* [The exercise]
Count the lines of the material that contain the string "reflection", treating uppercase and lowercase as distinct, and give only the number.

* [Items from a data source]
-*-*-

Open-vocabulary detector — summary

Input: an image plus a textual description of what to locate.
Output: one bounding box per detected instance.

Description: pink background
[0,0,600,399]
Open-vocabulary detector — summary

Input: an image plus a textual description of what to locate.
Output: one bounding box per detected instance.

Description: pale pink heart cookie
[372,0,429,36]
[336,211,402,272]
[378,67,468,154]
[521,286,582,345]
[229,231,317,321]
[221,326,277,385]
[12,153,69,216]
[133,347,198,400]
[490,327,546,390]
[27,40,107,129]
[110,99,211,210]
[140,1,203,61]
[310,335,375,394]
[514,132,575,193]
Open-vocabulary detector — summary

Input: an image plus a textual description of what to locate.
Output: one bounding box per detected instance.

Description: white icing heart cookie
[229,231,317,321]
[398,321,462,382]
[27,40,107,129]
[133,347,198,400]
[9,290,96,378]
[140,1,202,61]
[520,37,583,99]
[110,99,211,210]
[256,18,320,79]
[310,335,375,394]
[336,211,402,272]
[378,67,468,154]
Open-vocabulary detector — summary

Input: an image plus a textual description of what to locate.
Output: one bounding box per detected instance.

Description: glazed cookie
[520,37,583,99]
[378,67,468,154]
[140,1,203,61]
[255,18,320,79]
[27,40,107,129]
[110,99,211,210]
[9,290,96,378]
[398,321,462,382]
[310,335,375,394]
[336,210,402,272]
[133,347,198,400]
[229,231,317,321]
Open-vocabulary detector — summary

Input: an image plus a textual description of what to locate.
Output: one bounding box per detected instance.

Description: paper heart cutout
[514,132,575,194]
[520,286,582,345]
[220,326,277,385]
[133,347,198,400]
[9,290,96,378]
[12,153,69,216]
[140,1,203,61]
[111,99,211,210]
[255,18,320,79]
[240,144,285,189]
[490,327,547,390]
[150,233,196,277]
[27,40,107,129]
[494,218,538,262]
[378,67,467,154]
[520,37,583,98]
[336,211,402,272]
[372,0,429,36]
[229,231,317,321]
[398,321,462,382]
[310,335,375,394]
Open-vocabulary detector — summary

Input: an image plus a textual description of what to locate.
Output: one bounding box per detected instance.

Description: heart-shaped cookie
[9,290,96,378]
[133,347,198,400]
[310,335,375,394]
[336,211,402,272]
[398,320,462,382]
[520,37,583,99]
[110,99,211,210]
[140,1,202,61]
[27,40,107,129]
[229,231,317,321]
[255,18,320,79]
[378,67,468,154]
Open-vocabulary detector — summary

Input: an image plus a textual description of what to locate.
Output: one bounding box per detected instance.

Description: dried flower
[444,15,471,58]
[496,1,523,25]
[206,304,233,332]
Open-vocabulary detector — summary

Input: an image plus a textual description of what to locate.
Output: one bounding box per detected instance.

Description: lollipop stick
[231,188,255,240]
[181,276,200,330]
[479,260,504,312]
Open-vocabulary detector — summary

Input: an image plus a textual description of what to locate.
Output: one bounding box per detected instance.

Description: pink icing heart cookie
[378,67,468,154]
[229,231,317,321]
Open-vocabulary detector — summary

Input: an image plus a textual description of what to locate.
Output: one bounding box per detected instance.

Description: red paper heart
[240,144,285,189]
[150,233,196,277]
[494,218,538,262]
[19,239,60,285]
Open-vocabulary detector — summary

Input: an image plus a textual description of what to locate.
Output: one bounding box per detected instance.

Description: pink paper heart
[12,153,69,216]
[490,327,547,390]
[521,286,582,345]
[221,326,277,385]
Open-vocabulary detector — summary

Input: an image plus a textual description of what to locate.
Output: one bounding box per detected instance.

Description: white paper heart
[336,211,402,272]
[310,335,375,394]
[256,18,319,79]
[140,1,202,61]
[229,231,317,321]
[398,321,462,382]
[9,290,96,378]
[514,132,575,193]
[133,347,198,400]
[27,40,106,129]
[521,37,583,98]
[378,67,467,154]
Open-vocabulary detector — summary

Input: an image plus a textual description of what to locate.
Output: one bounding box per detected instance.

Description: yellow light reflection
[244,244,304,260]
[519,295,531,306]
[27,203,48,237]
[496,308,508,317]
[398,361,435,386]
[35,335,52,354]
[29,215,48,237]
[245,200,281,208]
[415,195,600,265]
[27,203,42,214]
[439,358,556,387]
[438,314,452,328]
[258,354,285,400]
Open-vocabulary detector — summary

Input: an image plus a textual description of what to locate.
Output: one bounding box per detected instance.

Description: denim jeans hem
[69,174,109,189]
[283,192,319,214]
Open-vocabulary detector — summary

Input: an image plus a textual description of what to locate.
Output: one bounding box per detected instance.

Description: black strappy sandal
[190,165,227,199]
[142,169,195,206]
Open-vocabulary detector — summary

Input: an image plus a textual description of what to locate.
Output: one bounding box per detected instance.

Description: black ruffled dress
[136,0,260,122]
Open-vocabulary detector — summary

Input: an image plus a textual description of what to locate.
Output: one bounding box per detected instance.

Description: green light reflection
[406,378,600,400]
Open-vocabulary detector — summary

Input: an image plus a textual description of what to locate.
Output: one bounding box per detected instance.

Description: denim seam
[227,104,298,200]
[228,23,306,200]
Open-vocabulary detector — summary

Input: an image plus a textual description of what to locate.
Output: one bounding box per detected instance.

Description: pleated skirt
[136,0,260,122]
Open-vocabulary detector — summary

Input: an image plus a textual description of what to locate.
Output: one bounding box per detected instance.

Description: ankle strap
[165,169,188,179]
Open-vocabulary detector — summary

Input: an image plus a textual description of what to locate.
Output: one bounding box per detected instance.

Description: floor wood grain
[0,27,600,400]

-*-*-

* [Written response]
2